What to do
Pictures are to be left out; otherwise, copy exactly the lines from the line containing "Can you see the side" through the end of the data.

++++ Given data ++++

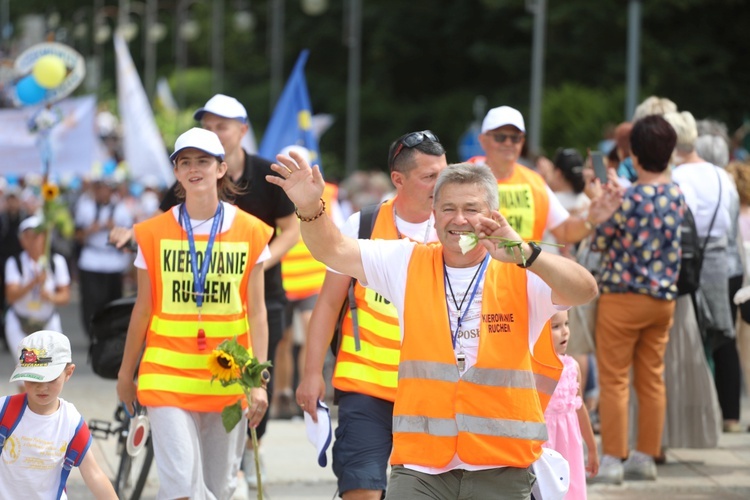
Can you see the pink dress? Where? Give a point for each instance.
(563, 429)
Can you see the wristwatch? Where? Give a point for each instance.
(535, 251)
(265, 378)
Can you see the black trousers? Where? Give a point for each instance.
(275, 314)
(727, 373)
(97, 289)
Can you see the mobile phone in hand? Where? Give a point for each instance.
(600, 168)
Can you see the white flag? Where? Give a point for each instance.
(143, 146)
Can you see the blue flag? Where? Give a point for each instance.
(291, 122)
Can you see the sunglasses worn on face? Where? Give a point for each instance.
(412, 140)
(499, 137)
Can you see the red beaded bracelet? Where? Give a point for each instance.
(310, 219)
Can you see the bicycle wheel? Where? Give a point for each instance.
(132, 473)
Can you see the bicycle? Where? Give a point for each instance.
(110, 327)
(133, 470)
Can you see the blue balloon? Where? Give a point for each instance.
(29, 92)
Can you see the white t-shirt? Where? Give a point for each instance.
(386, 263)
(556, 214)
(32, 457)
(421, 232)
(204, 227)
(700, 186)
(97, 255)
(31, 305)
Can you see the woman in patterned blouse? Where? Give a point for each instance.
(638, 288)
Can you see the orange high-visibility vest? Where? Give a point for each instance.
(524, 202)
(373, 370)
(173, 371)
(494, 414)
(301, 274)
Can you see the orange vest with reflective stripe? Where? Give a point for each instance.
(373, 370)
(524, 202)
(173, 371)
(494, 414)
(301, 274)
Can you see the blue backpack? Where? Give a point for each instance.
(10, 416)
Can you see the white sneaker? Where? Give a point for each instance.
(248, 468)
(610, 471)
(640, 466)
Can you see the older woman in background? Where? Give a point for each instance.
(638, 291)
(711, 195)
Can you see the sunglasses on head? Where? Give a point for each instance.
(412, 140)
(500, 137)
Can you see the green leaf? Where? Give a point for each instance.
(230, 415)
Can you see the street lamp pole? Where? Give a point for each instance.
(354, 39)
(633, 68)
(277, 50)
(4, 22)
(123, 13)
(181, 51)
(539, 9)
(217, 46)
(149, 49)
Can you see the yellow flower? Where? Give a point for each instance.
(223, 366)
(50, 191)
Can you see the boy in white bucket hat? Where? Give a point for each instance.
(39, 429)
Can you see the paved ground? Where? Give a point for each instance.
(293, 473)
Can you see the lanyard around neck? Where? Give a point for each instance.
(477, 280)
(199, 276)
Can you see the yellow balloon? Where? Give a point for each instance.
(49, 71)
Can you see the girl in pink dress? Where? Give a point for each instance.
(568, 424)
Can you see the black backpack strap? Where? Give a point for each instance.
(367, 218)
(17, 258)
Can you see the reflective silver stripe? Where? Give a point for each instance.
(430, 370)
(501, 427)
(544, 384)
(441, 427)
(517, 379)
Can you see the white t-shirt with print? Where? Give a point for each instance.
(31, 305)
(32, 457)
(386, 263)
(97, 255)
(699, 184)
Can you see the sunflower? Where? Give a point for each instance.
(223, 366)
(50, 191)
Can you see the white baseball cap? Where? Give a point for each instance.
(199, 138)
(42, 357)
(319, 433)
(504, 115)
(32, 222)
(224, 106)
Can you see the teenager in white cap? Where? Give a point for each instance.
(200, 282)
(32, 461)
(34, 287)
(227, 118)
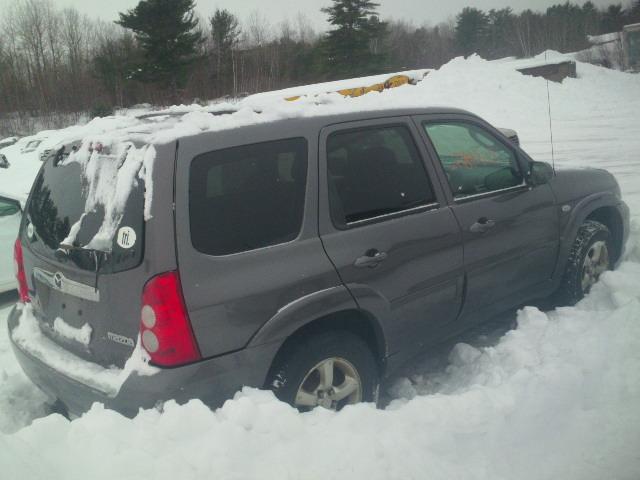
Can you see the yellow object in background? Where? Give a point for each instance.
(392, 82)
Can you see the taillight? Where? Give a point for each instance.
(21, 276)
(165, 328)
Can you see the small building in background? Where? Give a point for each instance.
(631, 47)
(619, 50)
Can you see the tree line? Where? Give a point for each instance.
(57, 61)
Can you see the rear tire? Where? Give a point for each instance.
(329, 369)
(590, 256)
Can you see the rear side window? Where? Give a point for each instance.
(373, 172)
(247, 197)
(474, 160)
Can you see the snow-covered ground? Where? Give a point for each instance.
(556, 397)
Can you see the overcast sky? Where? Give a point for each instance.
(418, 11)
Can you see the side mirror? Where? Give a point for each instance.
(540, 173)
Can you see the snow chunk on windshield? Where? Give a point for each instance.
(29, 337)
(110, 171)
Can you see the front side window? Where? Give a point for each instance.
(247, 197)
(373, 172)
(474, 161)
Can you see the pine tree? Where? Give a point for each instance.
(166, 30)
(225, 31)
(471, 30)
(353, 47)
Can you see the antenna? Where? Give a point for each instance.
(553, 157)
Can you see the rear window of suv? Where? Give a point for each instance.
(56, 214)
(247, 197)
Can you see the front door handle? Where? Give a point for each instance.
(482, 225)
(372, 258)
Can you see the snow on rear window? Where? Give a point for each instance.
(106, 380)
(110, 170)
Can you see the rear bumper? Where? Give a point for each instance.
(213, 380)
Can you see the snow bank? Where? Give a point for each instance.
(558, 397)
(106, 380)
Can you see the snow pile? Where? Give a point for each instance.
(558, 397)
(106, 380)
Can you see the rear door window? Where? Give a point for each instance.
(474, 161)
(247, 197)
(374, 172)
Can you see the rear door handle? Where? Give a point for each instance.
(482, 225)
(370, 259)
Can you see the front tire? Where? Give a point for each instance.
(589, 258)
(329, 369)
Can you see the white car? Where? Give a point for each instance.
(10, 215)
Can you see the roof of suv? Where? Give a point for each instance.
(298, 123)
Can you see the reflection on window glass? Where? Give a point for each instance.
(475, 162)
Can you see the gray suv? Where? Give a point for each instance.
(309, 256)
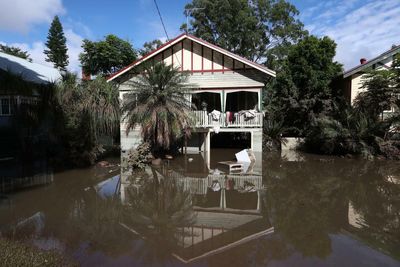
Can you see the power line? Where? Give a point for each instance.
(166, 34)
(162, 22)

++++

Expected output
Can you see the side mirror? Where? Give a point for each instance.
(540, 173)
Can you see the snow chunk on windshield? Where? Give a point for each instance.
(29, 337)
(110, 171)
Can you see the front side window? Where? Give a point for each instance.
(247, 197)
(373, 172)
(474, 161)
Can you see the pine tree? Where? Give a point for each instance.
(166, 30)
(225, 31)
(471, 30)
(353, 47)
Can you see the antenna? Where? Give a point for each instance.
(553, 157)
Can you see the rear window of suv? Where? Give a point for each instance.
(56, 214)
(247, 197)
Can you see the front door handle? Where? Give a point for each instance.
(482, 225)
(372, 258)
Can you see the snow on rear window? Where? Give a point for each instance.
(106, 380)
(110, 170)
Can you see the rear bumper? Where? Give a point for each instance.
(213, 380)
Can you see the snow bank? Where? Give a point for each instance.
(558, 397)
(106, 380)
Can you see the snow pile? Where? Give a point for each instance.
(558, 397)
(106, 380)
Can you see the rear door window? Where? Give a point for each instance.
(474, 161)
(247, 197)
(374, 172)
Can you see the rear door handle? Where? Give a point for each instance.
(482, 225)
(370, 259)
Can you see the front tire? Where? Give a point for each instance.
(589, 258)
(329, 369)
Can you see the white car? Where? Give a point for each instance.
(10, 215)
Can you see the roof of suv? Where? Give a point for each instance.
(298, 123)
Can you see the reflection on window glass? Where? Give a point for each instance.
(475, 162)
Can you see the gray suv? Where? Give a point for each instance.
(309, 256)
Can you see the power line? Where? Give a point for each instance.
(166, 34)
(162, 22)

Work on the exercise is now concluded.